--- Start of STORED RECORDS ---
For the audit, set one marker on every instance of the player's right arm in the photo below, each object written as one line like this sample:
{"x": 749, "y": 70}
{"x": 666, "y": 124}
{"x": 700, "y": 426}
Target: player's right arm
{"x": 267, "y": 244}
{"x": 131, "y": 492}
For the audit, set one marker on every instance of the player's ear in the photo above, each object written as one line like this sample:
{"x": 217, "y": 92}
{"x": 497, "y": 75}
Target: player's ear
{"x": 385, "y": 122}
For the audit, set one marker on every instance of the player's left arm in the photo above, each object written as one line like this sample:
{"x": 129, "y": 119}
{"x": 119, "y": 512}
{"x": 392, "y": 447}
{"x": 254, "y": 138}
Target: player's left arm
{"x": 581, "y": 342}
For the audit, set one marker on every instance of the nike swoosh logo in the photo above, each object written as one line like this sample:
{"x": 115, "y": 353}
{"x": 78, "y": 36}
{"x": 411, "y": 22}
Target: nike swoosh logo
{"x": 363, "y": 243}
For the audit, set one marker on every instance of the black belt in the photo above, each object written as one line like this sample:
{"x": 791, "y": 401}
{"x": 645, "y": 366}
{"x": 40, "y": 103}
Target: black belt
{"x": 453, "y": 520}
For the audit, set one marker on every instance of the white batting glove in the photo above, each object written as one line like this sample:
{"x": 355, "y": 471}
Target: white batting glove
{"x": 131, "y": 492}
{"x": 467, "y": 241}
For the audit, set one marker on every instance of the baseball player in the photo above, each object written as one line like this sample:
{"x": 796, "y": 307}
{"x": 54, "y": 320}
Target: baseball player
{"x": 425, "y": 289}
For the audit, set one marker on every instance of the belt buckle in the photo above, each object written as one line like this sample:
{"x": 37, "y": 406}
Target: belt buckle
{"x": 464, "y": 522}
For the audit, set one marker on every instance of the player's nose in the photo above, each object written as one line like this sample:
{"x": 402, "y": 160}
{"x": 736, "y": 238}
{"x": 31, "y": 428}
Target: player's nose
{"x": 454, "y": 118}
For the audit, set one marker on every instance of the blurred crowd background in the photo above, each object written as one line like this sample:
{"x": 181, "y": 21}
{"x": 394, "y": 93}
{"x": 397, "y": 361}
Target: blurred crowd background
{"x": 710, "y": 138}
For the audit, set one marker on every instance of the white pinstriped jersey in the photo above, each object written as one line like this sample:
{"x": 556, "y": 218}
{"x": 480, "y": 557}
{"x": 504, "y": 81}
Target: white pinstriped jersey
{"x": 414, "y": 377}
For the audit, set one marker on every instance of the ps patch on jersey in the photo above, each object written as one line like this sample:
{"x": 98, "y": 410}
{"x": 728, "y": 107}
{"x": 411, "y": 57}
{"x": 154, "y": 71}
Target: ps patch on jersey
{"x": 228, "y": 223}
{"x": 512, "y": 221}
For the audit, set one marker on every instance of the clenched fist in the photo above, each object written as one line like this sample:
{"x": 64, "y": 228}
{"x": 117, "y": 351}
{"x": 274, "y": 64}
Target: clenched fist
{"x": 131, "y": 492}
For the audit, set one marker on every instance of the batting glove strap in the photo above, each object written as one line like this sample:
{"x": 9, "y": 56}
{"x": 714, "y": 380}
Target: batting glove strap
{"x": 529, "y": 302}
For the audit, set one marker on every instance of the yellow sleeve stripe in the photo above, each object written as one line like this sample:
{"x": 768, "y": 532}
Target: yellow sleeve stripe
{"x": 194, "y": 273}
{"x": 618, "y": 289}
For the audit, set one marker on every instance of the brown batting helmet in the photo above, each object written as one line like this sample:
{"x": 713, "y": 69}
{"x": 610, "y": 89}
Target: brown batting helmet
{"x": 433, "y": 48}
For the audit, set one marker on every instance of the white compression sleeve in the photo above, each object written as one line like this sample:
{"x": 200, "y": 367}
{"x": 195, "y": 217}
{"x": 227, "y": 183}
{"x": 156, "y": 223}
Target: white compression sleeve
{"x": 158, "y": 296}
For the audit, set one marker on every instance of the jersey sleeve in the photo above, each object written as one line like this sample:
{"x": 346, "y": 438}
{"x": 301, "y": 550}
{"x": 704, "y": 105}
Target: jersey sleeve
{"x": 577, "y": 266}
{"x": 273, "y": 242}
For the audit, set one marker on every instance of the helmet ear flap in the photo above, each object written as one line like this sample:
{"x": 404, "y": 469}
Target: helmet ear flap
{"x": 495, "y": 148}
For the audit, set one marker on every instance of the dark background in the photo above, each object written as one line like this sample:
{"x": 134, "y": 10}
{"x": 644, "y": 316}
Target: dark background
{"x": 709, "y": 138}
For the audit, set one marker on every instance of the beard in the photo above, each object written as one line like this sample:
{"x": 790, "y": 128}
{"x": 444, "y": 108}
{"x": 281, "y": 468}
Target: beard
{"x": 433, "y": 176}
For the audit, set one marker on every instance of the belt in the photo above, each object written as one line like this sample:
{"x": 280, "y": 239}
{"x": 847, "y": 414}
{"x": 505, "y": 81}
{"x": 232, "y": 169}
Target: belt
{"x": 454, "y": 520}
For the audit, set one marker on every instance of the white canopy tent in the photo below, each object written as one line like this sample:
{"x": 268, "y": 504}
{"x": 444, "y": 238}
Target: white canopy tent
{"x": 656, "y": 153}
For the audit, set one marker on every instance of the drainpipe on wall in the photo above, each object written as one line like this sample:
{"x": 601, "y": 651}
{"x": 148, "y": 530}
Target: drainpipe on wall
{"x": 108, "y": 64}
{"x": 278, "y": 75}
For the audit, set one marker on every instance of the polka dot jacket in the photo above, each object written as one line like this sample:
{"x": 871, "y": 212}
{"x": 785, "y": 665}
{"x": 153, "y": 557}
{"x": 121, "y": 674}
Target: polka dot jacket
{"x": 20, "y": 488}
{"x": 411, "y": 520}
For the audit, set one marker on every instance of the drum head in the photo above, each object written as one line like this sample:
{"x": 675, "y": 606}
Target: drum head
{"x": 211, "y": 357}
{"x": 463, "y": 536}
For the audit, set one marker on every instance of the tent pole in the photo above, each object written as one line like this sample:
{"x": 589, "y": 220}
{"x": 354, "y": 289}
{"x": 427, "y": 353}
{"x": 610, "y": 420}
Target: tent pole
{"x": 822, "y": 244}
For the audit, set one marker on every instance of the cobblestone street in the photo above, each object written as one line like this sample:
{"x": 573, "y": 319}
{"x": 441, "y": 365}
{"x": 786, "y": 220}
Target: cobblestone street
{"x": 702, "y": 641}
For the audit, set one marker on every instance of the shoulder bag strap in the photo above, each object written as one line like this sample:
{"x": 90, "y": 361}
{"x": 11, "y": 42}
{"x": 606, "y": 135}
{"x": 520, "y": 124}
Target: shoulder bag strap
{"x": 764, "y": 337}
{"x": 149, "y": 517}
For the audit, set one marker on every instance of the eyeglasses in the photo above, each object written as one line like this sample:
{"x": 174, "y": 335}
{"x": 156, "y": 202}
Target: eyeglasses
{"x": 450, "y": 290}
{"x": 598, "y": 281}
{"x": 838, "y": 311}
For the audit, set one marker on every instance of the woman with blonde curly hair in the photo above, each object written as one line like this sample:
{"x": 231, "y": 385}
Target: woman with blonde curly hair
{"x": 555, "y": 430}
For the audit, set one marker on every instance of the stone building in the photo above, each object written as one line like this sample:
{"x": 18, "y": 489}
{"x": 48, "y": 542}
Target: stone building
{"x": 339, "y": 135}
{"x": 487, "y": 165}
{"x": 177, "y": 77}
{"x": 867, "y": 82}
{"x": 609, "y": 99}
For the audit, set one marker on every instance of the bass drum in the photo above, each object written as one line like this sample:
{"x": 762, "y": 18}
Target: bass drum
--- End of STORED RECORDS ---
• _REQUIREMENT_: All of the entries above must be quoted exactly.

• _RESPONSE TO THE TASK_:
For the audit, set one marker on every instance of the player's right arm in the photo below, each object written as one line like this sample:
{"x": 749, "y": 70}
{"x": 666, "y": 124}
{"x": 700, "y": 426}
Target: player's right arm
{"x": 267, "y": 244}
{"x": 131, "y": 492}
For the audit, set one marker on every instance of the player's ear in the photo above, each object written as one line like this sample:
{"x": 217, "y": 92}
{"x": 497, "y": 75}
Target: player's ear
{"x": 385, "y": 122}
For the audit, set one marker on every instance of the player's left arm in the photo above, each object written as one line like this sample:
{"x": 129, "y": 119}
{"x": 119, "y": 512}
{"x": 392, "y": 447}
{"x": 254, "y": 138}
Target: player's left arm
{"x": 581, "y": 342}
For the audit, set one marker on every instance of the nike swoosh logo in the photo above, each object written as one line like this sample:
{"x": 115, "y": 353}
{"x": 78, "y": 36}
{"x": 411, "y": 22}
Target: nike swoosh logo
{"x": 363, "y": 243}
For the audit, set one marker on every instance of the black belt in the photo above, each object written as one line like this sample:
{"x": 791, "y": 401}
{"x": 645, "y": 366}
{"x": 40, "y": 103}
Target: black belt
{"x": 453, "y": 520}
For the audit, set one marker on every instance of the white batting glove in the photo above, each object written as one line like this sample:
{"x": 355, "y": 471}
Target: white batting glove
{"x": 131, "y": 492}
{"x": 467, "y": 241}
For the audit, set one marker on every instance of the baseball player in the photo above, each object written as one line like this sample:
{"x": 796, "y": 307}
{"x": 54, "y": 320}
Target: baseball player
{"x": 425, "y": 289}
For the audit, set one marker on every instance of the belt buckle in the photo above, each object written as one line like this sample:
{"x": 37, "y": 406}
Target: belt buckle
{"x": 464, "y": 522}
For the audit, set one marker on every instance of the player's nose in the photo above, each object written as one line like this sample:
{"x": 402, "y": 160}
{"x": 736, "y": 238}
{"x": 31, "y": 428}
Target: player's nose
{"x": 454, "y": 118}
For the audit, set one marker on every instance of the blurred crowd background in the photo above, each object written as one line like this sample:
{"x": 181, "y": 21}
{"x": 394, "y": 93}
{"x": 397, "y": 361}
Target: blurred crowd background
{"x": 710, "y": 138}
For the audit, set one marker on every instance of the white pinstriped jersey in the photo above, each object written as one line like this sample:
{"x": 556, "y": 218}
{"x": 480, "y": 557}
{"x": 504, "y": 81}
Target: white pinstriped jersey
{"x": 414, "y": 377}
For the audit, set one marker on every instance of the ps patch on jersey in the photo above, each object written as one line like this sample:
{"x": 98, "y": 410}
{"x": 728, "y": 107}
{"x": 411, "y": 57}
{"x": 154, "y": 71}
Target: ps patch on jersey
{"x": 228, "y": 223}
{"x": 512, "y": 221}
For the audit, set one marker on every instance of the clenched fist in the photo above, each object written as one line like this sample:
{"x": 64, "y": 228}
{"x": 117, "y": 351}
{"x": 274, "y": 64}
Target: clenched fist
{"x": 131, "y": 492}
For the audit, set one marker on every instance of the batting glove strap in the photo above, each object written as one line like this sample:
{"x": 9, "y": 56}
{"x": 714, "y": 380}
Target: batting glove strap
{"x": 529, "y": 302}
For the audit, set one marker on every instance of the yellow sleeve stripe in the photo above, each object written as one line like this sample:
{"x": 768, "y": 532}
Target: yellow sleeve stripe
{"x": 194, "y": 273}
{"x": 618, "y": 289}
For the audit, set one marker on every instance of the brown batting helmet in the photo above, each object written as one line like this sample:
{"x": 713, "y": 69}
{"x": 610, "y": 89}
Target: brown batting helmet
{"x": 433, "y": 48}
For the audit, set one marker on every instance of the white compression sleeve in the photo above, each object written as one line like this sample:
{"x": 200, "y": 367}
{"x": 195, "y": 217}
{"x": 227, "y": 183}
{"x": 156, "y": 223}
Target: white compression sleeve
{"x": 158, "y": 296}
For the audit, set one marker on every instance of the jersey sleeve in the photo above, each object written as one line like this sample:
{"x": 346, "y": 438}
{"x": 301, "y": 550}
{"x": 704, "y": 105}
Target: jersey sleeve
{"x": 577, "y": 266}
{"x": 273, "y": 242}
For the audit, set one marker on every instance of the helmet ear flap in the photo above, each object written as one line like this sample:
{"x": 404, "y": 469}
Target: helmet ear flap
{"x": 495, "y": 148}
For the audit, set one marker on every instance of the dark background in the photo above, each object written as one line like this sample:
{"x": 134, "y": 10}
{"x": 644, "y": 316}
Target: dark background
{"x": 709, "y": 138}
For the audit, set one marker on every instance of the beard in the photo above, each object written as one line like this sample:
{"x": 790, "y": 128}
{"x": 444, "y": 108}
{"x": 281, "y": 468}
Target: beard
{"x": 433, "y": 176}
For the audit, set one marker on every instance of the belt in the photo above, each object written as one line like this sample:
{"x": 280, "y": 239}
{"x": 847, "y": 414}
{"x": 505, "y": 81}
{"x": 232, "y": 169}
Target: belt
{"x": 454, "y": 520}
For the audit, set one marker on every instance of the white canopy tent in the photo below, each object written as one line like this sample:
{"x": 268, "y": 504}
{"x": 444, "y": 238}
Target: white canopy tent
{"x": 656, "y": 153}
For the audit, set one marker on every instance of the drainpipe on wall in the photo above, each object written as one line like this sample:
{"x": 601, "y": 651}
{"x": 148, "y": 530}
Target: drainpipe on wall
{"x": 108, "y": 64}
{"x": 278, "y": 75}
For the audit, set one marker on every instance of the polka dot jacket in the photo above, each object written as one line like this sample:
{"x": 871, "y": 212}
{"x": 785, "y": 665}
{"x": 153, "y": 557}
{"x": 121, "y": 674}
Target: polka dot jacket
{"x": 20, "y": 488}
{"x": 411, "y": 520}
For the audit, set one marker on every instance of the drum head in the photo above, each object written as one line like this sample:
{"x": 675, "y": 606}
Target: drum head
{"x": 211, "y": 357}
{"x": 463, "y": 536}
For the audit, set one marker on every instance of the tent pole in the photo above, each object written as one line like this sample:
{"x": 589, "y": 220}
{"x": 354, "y": 289}
{"x": 427, "y": 353}
{"x": 610, "y": 420}
Target: tent pole
{"x": 822, "y": 244}
For the audit, set one marker on every instance of the cobblestone street in the photo above, each object written as one line like this sample:
{"x": 573, "y": 319}
{"x": 441, "y": 365}
{"x": 786, "y": 220}
Target: cobblestone street
{"x": 702, "y": 641}
For the audit, set one marker on every instance of the shoulder bag strap in the photo above, each object written as one line like this sample:
{"x": 90, "y": 361}
{"x": 11, "y": 42}
{"x": 606, "y": 135}
{"x": 520, "y": 124}
Target: shoulder bag strap
{"x": 764, "y": 337}
{"x": 149, "y": 517}
For the audit, set one marker on every instance of the eyeglasses in the photo above, each object written as one line like this sample:
{"x": 174, "y": 335}
{"x": 156, "y": 202}
Target: eyeglasses
{"x": 450, "y": 290}
{"x": 598, "y": 281}
{"x": 838, "y": 311}
For the audit, set one marker on every instance of the woman with blonde curly hair in the photo above, each object written as one line like this sample:
{"x": 231, "y": 385}
Target: woman with blonde curly hair
{"x": 555, "y": 430}
For the audit, set one marker on every instance of the stone building in the photo above, each object written as one line like this sample:
{"x": 18, "y": 489}
{"x": 48, "y": 542}
Target: stone building
{"x": 339, "y": 135}
{"x": 487, "y": 165}
{"x": 177, "y": 77}
{"x": 867, "y": 82}
{"x": 609, "y": 99}
For the audit, set one marker on every instance of the bass drum in the photo above, each object written as one line like this sample:
{"x": 762, "y": 18}
Target: bass drum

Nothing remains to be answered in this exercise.